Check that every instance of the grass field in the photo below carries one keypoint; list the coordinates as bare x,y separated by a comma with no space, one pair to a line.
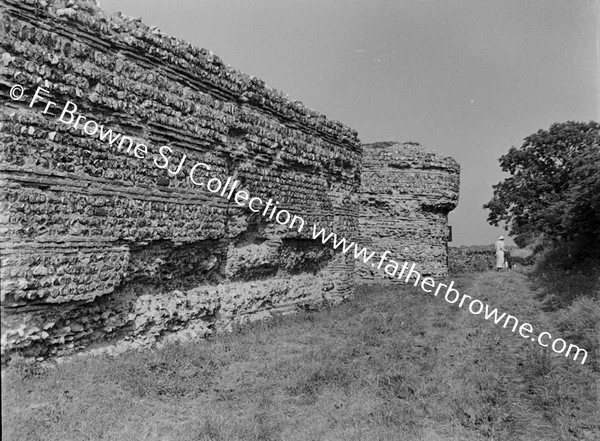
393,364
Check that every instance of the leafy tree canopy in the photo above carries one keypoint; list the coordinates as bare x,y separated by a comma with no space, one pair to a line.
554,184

...

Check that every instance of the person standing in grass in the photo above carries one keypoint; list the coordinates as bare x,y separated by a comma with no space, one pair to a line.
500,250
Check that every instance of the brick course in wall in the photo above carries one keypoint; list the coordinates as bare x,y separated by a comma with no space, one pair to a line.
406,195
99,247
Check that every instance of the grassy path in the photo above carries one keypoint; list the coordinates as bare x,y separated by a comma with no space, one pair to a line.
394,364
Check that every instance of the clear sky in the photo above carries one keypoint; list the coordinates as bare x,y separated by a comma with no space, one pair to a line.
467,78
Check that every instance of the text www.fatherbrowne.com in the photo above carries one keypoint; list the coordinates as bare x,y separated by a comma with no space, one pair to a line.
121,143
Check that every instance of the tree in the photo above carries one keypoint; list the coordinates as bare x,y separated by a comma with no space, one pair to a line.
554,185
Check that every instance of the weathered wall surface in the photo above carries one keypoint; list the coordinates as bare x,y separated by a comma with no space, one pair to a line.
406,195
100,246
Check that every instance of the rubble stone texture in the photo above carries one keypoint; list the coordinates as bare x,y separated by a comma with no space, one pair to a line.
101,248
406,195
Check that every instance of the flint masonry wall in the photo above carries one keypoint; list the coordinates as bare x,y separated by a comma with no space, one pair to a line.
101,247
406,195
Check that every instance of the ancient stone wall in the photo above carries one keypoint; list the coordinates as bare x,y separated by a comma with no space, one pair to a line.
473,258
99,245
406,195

* * *

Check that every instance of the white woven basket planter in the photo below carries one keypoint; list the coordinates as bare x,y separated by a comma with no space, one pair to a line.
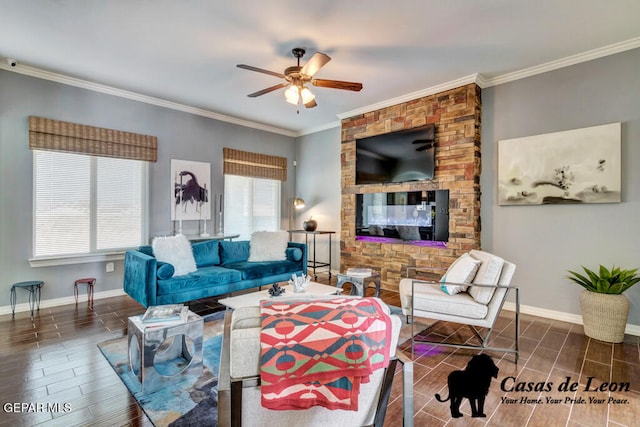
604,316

**Challenge**
Identify each line in the material above that contains the word "stone" and copy those lines in full.

**Finished answer**
Check that every instance of the rubble stone texture in the photo above carries one keypoint; list the coordinates as bare x,y separated by a comma with no space, one pair to a line.
Check that every instance of the ancient stone wall in the photo above carries one keypoint; list the coordinates as bare x,y separated by a comma with no space, one pair to a line.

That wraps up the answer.